_Input material_
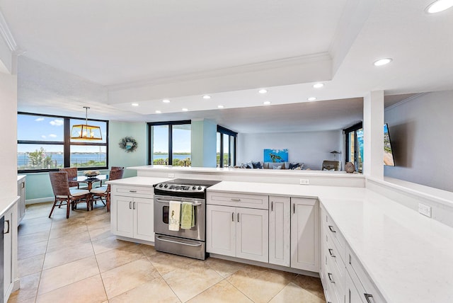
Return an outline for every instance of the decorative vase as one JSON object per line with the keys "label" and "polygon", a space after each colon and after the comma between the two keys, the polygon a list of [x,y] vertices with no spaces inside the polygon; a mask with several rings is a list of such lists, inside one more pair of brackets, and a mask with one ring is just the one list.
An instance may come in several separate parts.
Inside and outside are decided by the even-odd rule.
{"label": "decorative vase", "polygon": [[354,164],[352,162],[346,162],[346,164],[345,165],[345,171],[346,171],[346,173],[353,173],[355,171],[355,166],[354,166]]}

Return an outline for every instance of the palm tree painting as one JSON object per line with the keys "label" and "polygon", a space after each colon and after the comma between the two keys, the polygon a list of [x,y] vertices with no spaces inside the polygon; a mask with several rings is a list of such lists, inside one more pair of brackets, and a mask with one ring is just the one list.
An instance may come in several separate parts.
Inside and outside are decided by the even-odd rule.
{"label": "palm tree painting", "polygon": [[264,149],[264,162],[287,162],[288,149]]}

_Exercise prompt_
Format these lines as a numbered list, leaving out the blank lines and the pictures. Cover the whole listing.

_The answer_
1. Return an outline for every instance of the decorative vase as one JSON object per line with the keys "label" and "polygon", a space after each colon and after the comma between the two keys, the polygon a list of [x,y] vertices with no spaces inside the polygon; a mask with several rings is a list of such lists, inside one more pair of brackets, and a mask with one ring is just the one list.
2. An instance may come in several separate parts.
3. Inside and outside are decided by the even-odd rule.
4. {"label": "decorative vase", "polygon": [[354,164],[352,162],[346,162],[346,164],[345,165],[345,171],[346,171],[346,173],[353,173],[355,171],[355,166],[354,166]]}
5. Return an outline for every instance of the palm tree painting as one JSON object per line with the keys "label" and "polygon", a space after each colon and after the comma between the two keys, the polygon a list of [x,y] vertices with no spaces inside the polygon; a mask with several rings is a list of such lists, inside one more pair of brackets, and a mask with one ring is just the one list.
6. An instance may come in several separate parts.
7. Inside and outside are decided by the even-odd rule.
8. {"label": "palm tree painting", "polygon": [[264,149],[264,162],[287,162],[288,149]]}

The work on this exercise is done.